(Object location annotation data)
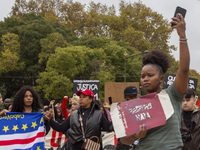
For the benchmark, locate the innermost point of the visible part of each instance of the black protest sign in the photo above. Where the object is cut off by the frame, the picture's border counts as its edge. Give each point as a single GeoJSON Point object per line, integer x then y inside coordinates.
{"type": "Point", "coordinates": [170, 78]}
{"type": "Point", "coordinates": [92, 85]}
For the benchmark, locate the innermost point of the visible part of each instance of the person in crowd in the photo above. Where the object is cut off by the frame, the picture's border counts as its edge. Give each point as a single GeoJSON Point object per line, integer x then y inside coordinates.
{"type": "Point", "coordinates": [45, 106]}
{"type": "Point", "coordinates": [106, 106]}
{"type": "Point", "coordinates": [155, 64]}
{"type": "Point", "coordinates": [190, 122]}
{"type": "Point", "coordinates": [75, 101]}
{"type": "Point", "coordinates": [26, 100]}
{"type": "Point", "coordinates": [91, 117]}
{"type": "Point", "coordinates": [1, 99]}
{"type": "Point", "coordinates": [64, 107]}
{"type": "Point", "coordinates": [7, 103]}
{"type": "Point", "coordinates": [60, 114]}
{"type": "Point", "coordinates": [10, 108]}
{"type": "Point", "coordinates": [130, 92]}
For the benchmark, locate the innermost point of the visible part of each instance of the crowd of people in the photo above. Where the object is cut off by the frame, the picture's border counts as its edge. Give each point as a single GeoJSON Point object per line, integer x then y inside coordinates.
{"type": "Point", "coordinates": [82, 119]}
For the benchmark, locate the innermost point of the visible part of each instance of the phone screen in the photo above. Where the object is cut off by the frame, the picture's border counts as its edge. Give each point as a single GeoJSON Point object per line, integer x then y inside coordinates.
{"type": "Point", "coordinates": [180, 10]}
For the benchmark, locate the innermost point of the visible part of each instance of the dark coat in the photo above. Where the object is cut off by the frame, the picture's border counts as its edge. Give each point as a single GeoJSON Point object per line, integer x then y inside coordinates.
{"type": "Point", "coordinates": [194, 144]}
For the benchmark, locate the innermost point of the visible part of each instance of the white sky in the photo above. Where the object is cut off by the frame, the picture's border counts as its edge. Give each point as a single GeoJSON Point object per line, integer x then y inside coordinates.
{"type": "Point", "coordinates": [164, 7]}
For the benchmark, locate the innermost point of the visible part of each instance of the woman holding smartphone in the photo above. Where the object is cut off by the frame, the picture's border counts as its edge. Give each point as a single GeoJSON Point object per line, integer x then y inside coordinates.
{"type": "Point", "coordinates": [155, 64]}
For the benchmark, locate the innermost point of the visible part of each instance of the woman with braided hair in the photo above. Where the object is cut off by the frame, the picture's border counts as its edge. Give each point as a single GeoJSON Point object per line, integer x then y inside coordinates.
{"type": "Point", "coordinates": [155, 64]}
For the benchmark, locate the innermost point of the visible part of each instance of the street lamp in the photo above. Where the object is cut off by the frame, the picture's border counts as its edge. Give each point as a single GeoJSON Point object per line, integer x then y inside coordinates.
{"type": "Point", "coordinates": [146, 51]}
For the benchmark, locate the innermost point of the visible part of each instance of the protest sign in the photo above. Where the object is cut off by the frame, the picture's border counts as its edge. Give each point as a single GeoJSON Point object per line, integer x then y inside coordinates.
{"type": "Point", "coordinates": [22, 131]}
{"type": "Point", "coordinates": [170, 78]}
{"type": "Point", "coordinates": [152, 110]}
{"type": "Point", "coordinates": [54, 139]}
{"type": "Point", "coordinates": [80, 85]}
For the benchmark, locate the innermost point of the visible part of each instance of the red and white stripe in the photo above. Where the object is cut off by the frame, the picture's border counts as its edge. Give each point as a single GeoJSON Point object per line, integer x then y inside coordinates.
{"type": "Point", "coordinates": [22, 140]}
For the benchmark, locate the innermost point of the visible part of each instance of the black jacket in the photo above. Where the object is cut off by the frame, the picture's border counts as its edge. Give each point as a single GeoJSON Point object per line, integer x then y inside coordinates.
{"type": "Point", "coordinates": [93, 122]}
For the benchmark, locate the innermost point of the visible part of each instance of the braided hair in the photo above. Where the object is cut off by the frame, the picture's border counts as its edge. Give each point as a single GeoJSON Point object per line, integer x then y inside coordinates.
{"type": "Point", "coordinates": [18, 102]}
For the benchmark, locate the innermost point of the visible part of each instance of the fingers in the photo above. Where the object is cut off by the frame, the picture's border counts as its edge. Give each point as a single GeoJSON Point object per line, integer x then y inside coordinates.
{"type": "Point", "coordinates": [178, 20]}
{"type": "Point", "coordinates": [142, 132]}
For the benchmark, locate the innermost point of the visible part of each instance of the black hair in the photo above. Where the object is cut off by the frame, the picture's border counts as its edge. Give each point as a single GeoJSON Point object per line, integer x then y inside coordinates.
{"type": "Point", "coordinates": [189, 93]}
{"type": "Point", "coordinates": [18, 102]}
{"type": "Point", "coordinates": [101, 106]}
{"type": "Point", "coordinates": [55, 112]}
{"type": "Point", "coordinates": [158, 59]}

--- Exercise goal ---
Reproduce all of the entries with "photo above" changed to "image above" wherever it occurs, keeping everything else identical. Omit the pictures from your answer.

--- Output of the task ---
For the benchmark, locate the innermost point of the visible part of each instance of the black protest sign in the image above. Where the object is cut off by the frame, the picture's border counts as its edge. Give each point as a single GeoJSON Point object per line, integer x then y inside coordinates.
{"type": "Point", "coordinates": [170, 78]}
{"type": "Point", "coordinates": [92, 85]}
For the benchmark, locate the innermost point of the visible part of each instance of the person in crowd in the image above. Where the object is cut off by the frame, the picture's border counts as its edge. Give each point as a single GeoJSON Point object per line, integer x then y inside coordinates.
{"type": "Point", "coordinates": [45, 106]}
{"type": "Point", "coordinates": [106, 106]}
{"type": "Point", "coordinates": [155, 64]}
{"type": "Point", "coordinates": [190, 122]}
{"type": "Point", "coordinates": [75, 101]}
{"type": "Point", "coordinates": [26, 100]}
{"type": "Point", "coordinates": [91, 117]}
{"type": "Point", "coordinates": [1, 99]}
{"type": "Point", "coordinates": [64, 107]}
{"type": "Point", "coordinates": [7, 103]}
{"type": "Point", "coordinates": [60, 114]}
{"type": "Point", "coordinates": [10, 108]}
{"type": "Point", "coordinates": [130, 92]}
For the benchmark, locate the innermost point of the visible part of each instance of the crowd of people in the image above. Where the object is cut off by the frame, the picture's border counts as its edge. Give each point as a single GeoJSON Point object per line, integer x then y inside coordinates.
{"type": "Point", "coordinates": [82, 119]}
For the benchmark, locate the innermost point of the visible part of each instance of the phone screen in the image above. Where the object is cut off by the frame, the picture's border counts as its edge. Give each point as a single GeoJSON Point object per line, integer x then y inside coordinates.
{"type": "Point", "coordinates": [180, 10]}
For the benchmark, locate the innermost point of the visible part of each instance of the dark coat in the image above. Where the object is cut off by the frame, the picture's border counts as its edge. Give each point as a single GeoJSON Point object per line, integer x then y inside coordinates.
{"type": "Point", "coordinates": [194, 144]}
For the benchmark, locate the innermost point of the visible part of each instance of the white sky in the image above. Where the object is cut off by the frame, the picture's border counts as its edge. Give each point as a single GeoJSON Point object per line, integer x then y inside coordinates.
{"type": "Point", "coordinates": [164, 7]}
For the benchmark, locate the innermost point of the visible part of each instance of the woman holding smartphone in the image above. Where the object is cut off by the frame, the picture's border counts as its edge. Give each point as a single GeoJSON Point object per line, integer x then y inside coordinates.
{"type": "Point", "coordinates": [155, 64]}
For the benchmark, locate the innermost point of the visible part of each instance of the woman with braided hair in the image above. Where the object is cut off by the frame, the picture's border counts as its edge. Give each point as a single GeoJSON Point object per line, integer x then y inside coordinates.
{"type": "Point", "coordinates": [155, 64]}
For the benchmark, locate the innermost point of the visible part of each instance of the street lamp in the image above. Where the object is cut off by the frame, the picture's border counts as its edge. Give each point as a single GeoJSON Point object per line, integer x then y inside coordinates.
{"type": "Point", "coordinates": [146, 51]}
For the benchmark, locate the innermost point of the visible part of each instance of the protest sign in the image above. Where the object is cut off by the frame, the picture's border counts as its edge. Give each point as a single GeoJSON Point object per line, integer x then y inside coordinates.
{"type": "Point", "coordinates": [22, 131]}
{"type": "Point", "coordinates": [170, 78]}
{"type": "Point", "coordinates": [152, 110]}
{"type": "Point", "coordinates": [54, 139]}
{"type": "Point", "coordinates": [80, 85]}
For the benchmark, locate the innermost point of the visible part of each instance of the red and white stripe in the image above. Where the object is cut off by the frame, the picture's border counts as its edge. Give each point as a single GeoJSON Point object per line, integer x then y inside coordinates.
{"type": "Point", "coordinates": [22, 140]}
For the benchmark, locate the innermost point of the visible part of each instance of the black jacket in the image above. Where the object is cut off by the frame, the picture's border counts as its edge. Give each point as a single GeoJSON Point object per line, integer x then y inside coordinates.
{"type": "Point", "coordinates": [93, 122]}
For the benchmark, locate the innermost point of the visible part of each instance of the braided hair in the image above. Where the object is cut off by the frame, the picture's border counts as its edge. Give each point as a single GeoJSON Point object per line, integer x then y inside coordinates.
{"type": "Point", "coordinates": [18, 102]}
For the benchmark, locate the innermost point of the visible part of each instance of the fingers in the image above. Where the object is cut off by the frame, the picture's border counts as its edge. Give each point as a single GeoJSON Point object per line, integer x then y inside coordinates.
{"type": "Point", "coordinates": [178, 20]}
{"type": "Point", "coordinates": [142, 132]}
For the benchmark, locate the innermost point of the visible part of each instance of the black hair in the image above. Where the object is cut off by the frame, the picture's border counts as its edge. Give each point as a single GeoJSON Point object per line, integer x then y inside coordinates.
{"type": "Point", "coordinates": [189, 93]}
{"type": "Point", "coordinates": [18, 102]}
{"type": "Point", "coordinates": [101, 106]}
{"type": "Point", "coordinates": [55, 112]}
{"type": "Point", "coordinates": [158, 59]}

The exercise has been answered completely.